- **PROBLEM DESCRIPTION**: Every single entry below should be reproduced verbatim.

- **DATA FOR THE TASK**:
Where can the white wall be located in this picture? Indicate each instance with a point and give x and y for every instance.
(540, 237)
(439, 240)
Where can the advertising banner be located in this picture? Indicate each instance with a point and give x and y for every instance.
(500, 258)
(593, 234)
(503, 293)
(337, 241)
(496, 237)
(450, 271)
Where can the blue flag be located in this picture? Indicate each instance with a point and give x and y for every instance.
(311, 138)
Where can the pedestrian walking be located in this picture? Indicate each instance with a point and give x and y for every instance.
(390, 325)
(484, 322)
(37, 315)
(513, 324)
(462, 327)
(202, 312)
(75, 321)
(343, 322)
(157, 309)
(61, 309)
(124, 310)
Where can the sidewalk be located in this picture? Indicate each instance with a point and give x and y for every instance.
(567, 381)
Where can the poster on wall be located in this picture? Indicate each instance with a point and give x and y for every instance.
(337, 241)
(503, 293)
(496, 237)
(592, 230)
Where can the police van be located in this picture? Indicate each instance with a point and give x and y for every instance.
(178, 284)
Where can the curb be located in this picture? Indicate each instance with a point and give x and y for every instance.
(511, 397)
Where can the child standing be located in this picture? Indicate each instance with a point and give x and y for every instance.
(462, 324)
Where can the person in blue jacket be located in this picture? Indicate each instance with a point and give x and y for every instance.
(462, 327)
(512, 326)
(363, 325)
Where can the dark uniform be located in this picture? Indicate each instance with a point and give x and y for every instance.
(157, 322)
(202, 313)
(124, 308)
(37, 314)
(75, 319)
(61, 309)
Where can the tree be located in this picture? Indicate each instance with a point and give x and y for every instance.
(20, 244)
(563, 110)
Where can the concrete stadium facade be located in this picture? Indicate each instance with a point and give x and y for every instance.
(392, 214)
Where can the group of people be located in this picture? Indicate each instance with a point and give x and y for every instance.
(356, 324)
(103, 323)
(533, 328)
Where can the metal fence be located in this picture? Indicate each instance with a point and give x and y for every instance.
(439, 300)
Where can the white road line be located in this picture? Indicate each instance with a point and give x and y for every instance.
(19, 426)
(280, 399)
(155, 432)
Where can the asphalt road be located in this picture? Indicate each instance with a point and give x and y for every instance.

- **ANSWER SECTION**:
Where can the white wall be located in this picture? Indicate each instance with a point and give x and y for every instance.
(540, 237)
(439, 240)
Where can the advertising banner be located in this picture? Indicate each instance with a point and give x and y for every instance.
(500, 258)
(593, 234)
(503, 293)
(337, 241)
(496, 237)
(450, 271)
Where can the blue flag be located in this picture? Indicate each instance with a point and give x and y for every instance.
(311, 138)
Where can the pedestrian walking be located in this picture? Indicate each instance with a point and give x and y for every instance.
(390, 325)
(484, 322)
(37, 315)
(513, 324)
(462, 327)
(202, 312)
(75, 321)
(343, 322)
(157, 309)
(61, 309)
(124, 310)
Where can the sidewalk be located in this picture? Indicate each instance with a point and give x and y for every instance.
(567, 381)
Where can the poster on wall be located in this picture? Indicate each instance with a point and give x and y for every instance.
(337, 241)
(503, 293)
(496, 237)
(592, 230)
Where can the police van be located in this picture? Indicate each instance with a point and give x and y for every instance.
(178, 284)
Where can the curb be located in this picture? Indicate each instance with a point and give x and y for every instance.
(511, 397)
Where can the child standing be located in this picture? Indicate each instance with a point and give x and y for every instance.
(462, 324)
Where can the person in blue jacket be located in this picture? Indicate each instance with a point and give x and y for every instance.
(462, 327)
(512, 326)
(363, 325)
Where can the dark uniform be located in this picture? Indicate each instance with a point and give x and y for every instance.
(157, 322)
(202, 313)
(124, 308)
(37, 314)
(75, 319)
(61, 309)
Where can the tree be located in this picture? Indicate each instance with a point and give x and y for every instance.
(20, 244)
(563, 110)
Where can the concrete stadium facade be located in this picture? Indicate each instance with a point and give x and y for every instance.
(392, 214)
Where can the group of people be located in this picture? Indicate each instance with a point and give x and y for every instance.
(356, 324)
(103, 323)
(533, 328)
Where can the metal fence be located in this picture? Indicate each instance with a point and give x and y for every instance.
(439, 300)
Where can the white road line be located in this picture? Indicate each instance with a point and give x and y for every instance.
(19, 426)
(280, 399)
(155, 432)
Where can the asphalt road be located in this picture? Indicate each instance with a point and give x and y for every instance.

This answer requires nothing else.